#### Your task
Rewrite the passage of the BSA Sweet Series thread between "If your not" and "type of scope.", inclusive, putting "informative" in place of "helpful".

# BSA Sweet Series



## CoyoteBlitz (Apr 11, 2007)

Are these good scopes? I was thinking about getting one when I get my .223. Can you really sight it in at 100 yds. and turn the dial and then be on at 300 yds.? I also have another question about sunshades. Does the brand of shade have to be the same brand as the scope? Or does the size have to be the same?
:sniper:


----------



## Jiffy (Apr 22, 2005)

You can dial dope with any optic.

What do you need a sunshade for?


----------



## CoyoteBlitz (Apr 11, 2007)

If your not going to post anything useful then don't post at all. I want replys that are going to be helpful from people that have had experience with this type of scope.
:sniper:


----------



## Jiffy (Apr 22, 2005)

Excuse me????? :lol:

What do you need a sunshade for? Simple question.

And you CAN dial dope with any optic. Its not inherent to the one you are talking about.

Do you have some sort of problem I should know about? :lol: :lol:


----------



## beartooth (Feb 18, 2007)

I would spend my money on something else here is how I feel about BSA :eyeroll: :roll: :eyeroll:


----------



## beartooth (Feb 18, 2007)

Jiffy said:


> You can dial dope with any optic.
> 
> What do you need a sunshade for?


Lots of reason for a sunshade Jiffy. I use it at the range because how someone decided to build the range, must have done so on a cloudy day. Also whether at the range or shooting coyotes across a field, especially on a hot day when my barrel heats up the heat waves move around my shade and make it easier to focus on my target. I also have had to put one on shooting long distances because of the angel of the sun light bouncing off objects around me. These are just some of the reasons I do and all so it keeps the dirt that gets blown up off the ground when hunting in a field for coyotes from settling on my objective glass. :sniper: :beer:


----------



## Jiffy (Apr 22, 2005)

If you're shooting so fast you are getting mirage off your gun barrel, you are shooting too fast! :lol:

Just for the record I know what a sunshade is used for. I have found them useless in field applications. Maybe you can justify their use off the bench but in the field I find them rather useless. IMO

Most people put them on because they look kool. Just like the majority of the people that have mil-dot reticles. :roll:


----------



## Gohon (Feb 14, 2005)

#### Raw records
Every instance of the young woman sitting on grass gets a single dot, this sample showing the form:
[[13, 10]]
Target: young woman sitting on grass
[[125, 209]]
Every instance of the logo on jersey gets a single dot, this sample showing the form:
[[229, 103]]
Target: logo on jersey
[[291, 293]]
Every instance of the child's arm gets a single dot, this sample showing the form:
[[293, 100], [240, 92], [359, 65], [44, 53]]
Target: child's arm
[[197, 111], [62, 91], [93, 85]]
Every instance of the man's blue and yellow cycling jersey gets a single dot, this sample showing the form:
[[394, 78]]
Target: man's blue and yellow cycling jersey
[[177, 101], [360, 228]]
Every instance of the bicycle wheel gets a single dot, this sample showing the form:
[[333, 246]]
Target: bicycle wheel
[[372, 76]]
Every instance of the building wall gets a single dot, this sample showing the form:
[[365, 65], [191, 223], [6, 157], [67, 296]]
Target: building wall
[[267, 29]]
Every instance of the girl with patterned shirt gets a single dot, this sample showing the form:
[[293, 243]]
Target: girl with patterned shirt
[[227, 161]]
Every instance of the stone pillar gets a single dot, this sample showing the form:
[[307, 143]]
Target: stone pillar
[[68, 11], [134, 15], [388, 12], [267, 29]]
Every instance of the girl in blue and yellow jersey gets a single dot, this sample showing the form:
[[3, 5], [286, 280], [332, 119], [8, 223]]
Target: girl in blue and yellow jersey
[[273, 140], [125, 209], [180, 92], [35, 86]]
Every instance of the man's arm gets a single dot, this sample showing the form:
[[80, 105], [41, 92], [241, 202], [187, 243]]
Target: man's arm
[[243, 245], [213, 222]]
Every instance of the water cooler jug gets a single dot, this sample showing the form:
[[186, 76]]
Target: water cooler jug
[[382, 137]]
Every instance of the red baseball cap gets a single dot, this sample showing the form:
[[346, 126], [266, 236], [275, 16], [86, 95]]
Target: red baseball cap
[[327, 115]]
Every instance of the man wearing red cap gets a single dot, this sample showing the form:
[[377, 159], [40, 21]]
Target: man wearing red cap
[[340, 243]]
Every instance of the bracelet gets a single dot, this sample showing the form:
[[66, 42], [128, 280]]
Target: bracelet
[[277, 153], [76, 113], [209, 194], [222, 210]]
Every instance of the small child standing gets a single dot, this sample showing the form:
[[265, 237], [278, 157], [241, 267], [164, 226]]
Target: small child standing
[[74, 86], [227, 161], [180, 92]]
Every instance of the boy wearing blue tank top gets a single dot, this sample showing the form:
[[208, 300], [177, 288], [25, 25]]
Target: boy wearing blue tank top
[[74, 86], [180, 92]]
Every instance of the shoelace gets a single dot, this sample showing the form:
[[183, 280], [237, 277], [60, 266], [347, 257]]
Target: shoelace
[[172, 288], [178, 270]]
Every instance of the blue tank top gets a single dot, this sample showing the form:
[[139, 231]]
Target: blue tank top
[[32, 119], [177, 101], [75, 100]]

#### Response to the exercise
If your not going to post anything useful then don't post at all. I want replys that are going to be informative from people that have had experience with this type of scope.